Dataset items:
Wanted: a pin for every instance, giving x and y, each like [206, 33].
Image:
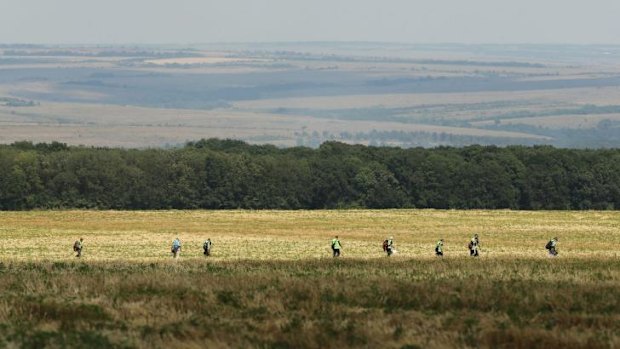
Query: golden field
[293, 235]
[273, 284]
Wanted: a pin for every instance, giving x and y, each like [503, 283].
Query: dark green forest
[224, 174]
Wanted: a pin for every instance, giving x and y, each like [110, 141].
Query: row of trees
[219, 174]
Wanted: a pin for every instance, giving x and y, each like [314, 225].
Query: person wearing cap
[439, 248]
[552, 247]
[473, 246]
[176, 248]
[78, 246]
[336, 246]
[390, 246]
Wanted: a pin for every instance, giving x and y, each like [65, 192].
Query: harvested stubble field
[272, 283]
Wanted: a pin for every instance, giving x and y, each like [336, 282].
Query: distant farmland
[305, 95]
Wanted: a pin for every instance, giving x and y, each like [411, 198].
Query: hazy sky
[204, 21]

▶ _Description of the task_: Without the pictures, retype each line of the records above exactly.

▶ _Solution below_:
Wanted: a pin for every instance, giving x and y, each like [206, 33].
Image:
Query: golden field
[293, 235]
[273, 284]
Wanted: a pin for every instance, giving x and y, each like [503, 283].
Query: dark green forest
[224, 174]
Wanted: a pin for every instance, giving x and y, each like [110, 141].
Query: row of trees
[219, 174]
Wanted: a pin for every instance, giving x and y, each like [314, 225].
Query: person wearing cap
[439, 248]
[552, 247]
[473, 246]
[176, 248]
[78, 246]
[336, 246]
[390, 246]
Wanted: a pin for every instance, giving x and y, each like [65, 192].
Query: harvested stubble field
[272, 283]
Wanted: a pin for every instance, giving x and y, each like [336, 282].
Query: distant farmland
[305, 95]
Wanted: a pin for every instance, giving x and y, each like [411, 198].
Query: hazy sky
[204, 21]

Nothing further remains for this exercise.